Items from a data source
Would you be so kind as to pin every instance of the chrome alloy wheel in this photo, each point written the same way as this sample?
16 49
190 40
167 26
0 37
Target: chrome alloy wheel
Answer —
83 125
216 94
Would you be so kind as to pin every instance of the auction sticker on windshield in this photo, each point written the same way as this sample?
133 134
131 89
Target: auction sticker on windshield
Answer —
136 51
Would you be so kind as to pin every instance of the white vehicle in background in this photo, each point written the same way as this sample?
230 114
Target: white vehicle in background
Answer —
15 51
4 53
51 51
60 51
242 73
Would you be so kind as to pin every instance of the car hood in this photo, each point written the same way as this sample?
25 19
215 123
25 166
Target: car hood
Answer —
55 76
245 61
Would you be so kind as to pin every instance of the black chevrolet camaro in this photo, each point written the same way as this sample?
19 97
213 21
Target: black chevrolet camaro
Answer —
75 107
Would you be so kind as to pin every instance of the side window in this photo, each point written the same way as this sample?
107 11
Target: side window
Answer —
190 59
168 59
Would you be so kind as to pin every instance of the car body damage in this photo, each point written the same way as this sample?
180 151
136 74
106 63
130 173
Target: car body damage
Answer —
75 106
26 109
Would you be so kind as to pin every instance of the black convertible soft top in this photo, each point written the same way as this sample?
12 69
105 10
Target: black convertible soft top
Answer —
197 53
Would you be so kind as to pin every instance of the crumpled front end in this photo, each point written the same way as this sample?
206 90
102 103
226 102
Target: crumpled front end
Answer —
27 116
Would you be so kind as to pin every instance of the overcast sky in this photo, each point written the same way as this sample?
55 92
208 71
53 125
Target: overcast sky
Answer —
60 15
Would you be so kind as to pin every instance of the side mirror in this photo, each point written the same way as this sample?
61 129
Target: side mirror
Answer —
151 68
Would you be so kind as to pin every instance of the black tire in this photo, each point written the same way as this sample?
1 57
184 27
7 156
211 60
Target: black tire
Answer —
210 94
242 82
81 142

> Set task
Write the listing out again, exactly as it reads.

> Exercise response
Would you be so kind as to pin every instance of the chrome alloy wheel in this photo, each point written the same way as this sample?
16 49
190 40
167 26
0 37
Target: chrome alloy wheel
Answer —
83 125
216 94
Would you be so kind as to pin every instance of the auction sticker on windshield in this photo, each point written the same way as this sample?
133 134
131 89
Target: auction sticker on windshield
Answer —
136 51
Would you be so kind as to pin every instance of the white vehicle in background in this photo, each point written the same way as this sample?
230 114
Target: white vehicle in background
Answer —
15 51
4 53
51 51
60 51
242 73
Would you be so kind as to pin every instance of the car hood in this photo, each point written the same way as this sample?
25 19
215 123
25 166
Target: car hood
Answer —
55 76
245 61
Would you be so kind as to pin every instance of the black chevrolet camaro in this photo, each point written the same way as this sample?
19 97
213 21
Target: black chevrolet camaro
Answer —
75 107
Would you be so kind as to pin every instance of the side window in this photo, each point written the same way as this sample?
107 11
Target: side window
Answer —
190 59
168 59
Would you be so kind as to pin every instance of the car body damage in this photo, each point written the same way as this sample?
180 151
136 74
106 63
130 173
Target: car body damage
Answer —
75 106
26 109
Would you be so kind as to pin every instance of the black convertible soft top in this photo, each point written the same way as this sample?
12 69
105 10
Target: black convertible soft top
Answer —
197 53
Would you be so kind as to pin every instance of the crumpled front end in this photo, each point written the same way as this sample?
206 90
102 103
226 102
Target: crumpled front end
Answer —
27 116
Would you be so kind as to pin every instance of the overcast sky in this photo, each point written the same way as this sample?
55 92
208 71
53 125
Target: overcast sky
Answer —
60 15
Would you be so kind as to pin every instance of the side mirror in this photo, each point written the same way as this sample?
61 129
Target: side mirror
Answer —
151 68
Would you be so kind as to pin every instance of the black tire in this photo, each point written the same way as this sample?
1 57
184 27
7 156
211 60
Target: black tire
Answer —
210 94
242 82
81 142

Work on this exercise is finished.